* START *
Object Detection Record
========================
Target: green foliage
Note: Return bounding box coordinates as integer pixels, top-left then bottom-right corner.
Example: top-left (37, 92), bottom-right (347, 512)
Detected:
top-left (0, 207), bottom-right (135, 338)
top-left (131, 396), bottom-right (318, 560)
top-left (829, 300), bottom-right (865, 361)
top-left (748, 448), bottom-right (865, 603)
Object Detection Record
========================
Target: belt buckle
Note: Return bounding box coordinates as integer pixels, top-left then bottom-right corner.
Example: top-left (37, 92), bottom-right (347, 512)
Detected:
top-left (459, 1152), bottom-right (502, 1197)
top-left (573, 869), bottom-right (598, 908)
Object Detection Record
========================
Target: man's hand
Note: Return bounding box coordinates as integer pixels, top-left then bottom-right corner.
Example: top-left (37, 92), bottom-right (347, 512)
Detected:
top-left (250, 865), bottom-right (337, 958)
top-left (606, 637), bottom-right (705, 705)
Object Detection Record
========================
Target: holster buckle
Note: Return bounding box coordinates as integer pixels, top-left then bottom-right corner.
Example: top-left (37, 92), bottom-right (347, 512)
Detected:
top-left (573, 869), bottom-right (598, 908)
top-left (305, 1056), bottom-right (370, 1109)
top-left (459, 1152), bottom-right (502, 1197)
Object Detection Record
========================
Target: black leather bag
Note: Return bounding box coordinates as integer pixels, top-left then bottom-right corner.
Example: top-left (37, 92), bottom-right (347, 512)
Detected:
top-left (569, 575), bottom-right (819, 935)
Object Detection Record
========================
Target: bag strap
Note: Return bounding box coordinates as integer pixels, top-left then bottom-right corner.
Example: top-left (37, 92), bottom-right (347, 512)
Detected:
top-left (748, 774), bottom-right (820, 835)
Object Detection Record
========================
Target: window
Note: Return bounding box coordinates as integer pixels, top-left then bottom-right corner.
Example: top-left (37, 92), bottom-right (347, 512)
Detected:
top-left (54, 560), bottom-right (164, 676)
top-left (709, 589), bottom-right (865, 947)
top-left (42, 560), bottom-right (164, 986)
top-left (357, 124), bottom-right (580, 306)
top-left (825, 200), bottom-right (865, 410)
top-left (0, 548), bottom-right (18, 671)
* END *
Write the material out again word for word.

#### Complete output
Object Detection Record
========================
Target: green foliage
Note: Return bounding box coordinates as integer pixels, top-left then bottom-right corner.
Example: top-left (37, 92), bottom-right (347, 512)
Detected:
top-left (0, 207), bottom-right (135, 338)
top-left (131, 396), bottom-right (318, 560)
top-left (829, 300), bottom-right (865, 361)
top-left (748, 448), bottom-right (865, 603)
Object Detection Record
========================
Target: belt buckle
Note: Return bounding box coordinates as integer pixels, top-left then bottom-right corner.
Example: top-left (37, 92), bottom-right (347, 512)
Detected:
top-left (459, 1152), bottom-right (502, 1197)
top-left (573, 869), bottom-right (598, 908)
Object Detection Record
========================
Target: man's hand
Note: Return bounding box coordinates as integer pixels, top-left then bottom-right corner.
Example: top-left (37, 92), bottom-right (347, 512)
Detected:
top-left (250, 865), bottom-right (337, 958)
top-left (606, 637), bottom-right (705, 705)
Object Detection Record
========================
Target: holster buckle
Note: Return bounding box coordinates as integer pixels, top-left then bottom-right corner.
Example: top-left (37, 92), bottom-right (347, 512)
Detected:
top-left (573, 869), bottom-right (598, 908)
top-left (305, 1056), bottom-right (370, 1109)
top-left (459, 1152), bottom-right (502, 1197)
Object Detection Record
========================
Target: black leather bag
Note: Return bounding box coordinates as integer pixels, top-left then bottom-right corner.
Example: top-left (37, 92), bottom-right (347, 512)
Detected:
top-left (569, 575), bottom-right (819, 935)
Object Detection Record
========================
Target: bag strap
Note: Return bounding box coordinates as integer pixels, top-left then bottom-right corner.
Example: top-left (37, 92), bottom-right (347, 512)
Detected:
top-left (748, 774), bottom-right (820, 835)
Object Detection Record
========================
Target: window
Note: Return bounding box coordinates as integer pixels, top-left then bottom-right corner.
Example: top-left (37, 92), bottom-right (347, 512)
Detected:
top-left (54, 560), bottom-right (164, 676)
top-left (709, 589), bottom-right (865, 947)
top-left (42, 560), bottom-right (164, 986)
top-left (357, 124), bottom-right (580, 306)
top-left (825, 200), bottom-right (865, 410)
top-left (0, 548), bottom-right (18, 671)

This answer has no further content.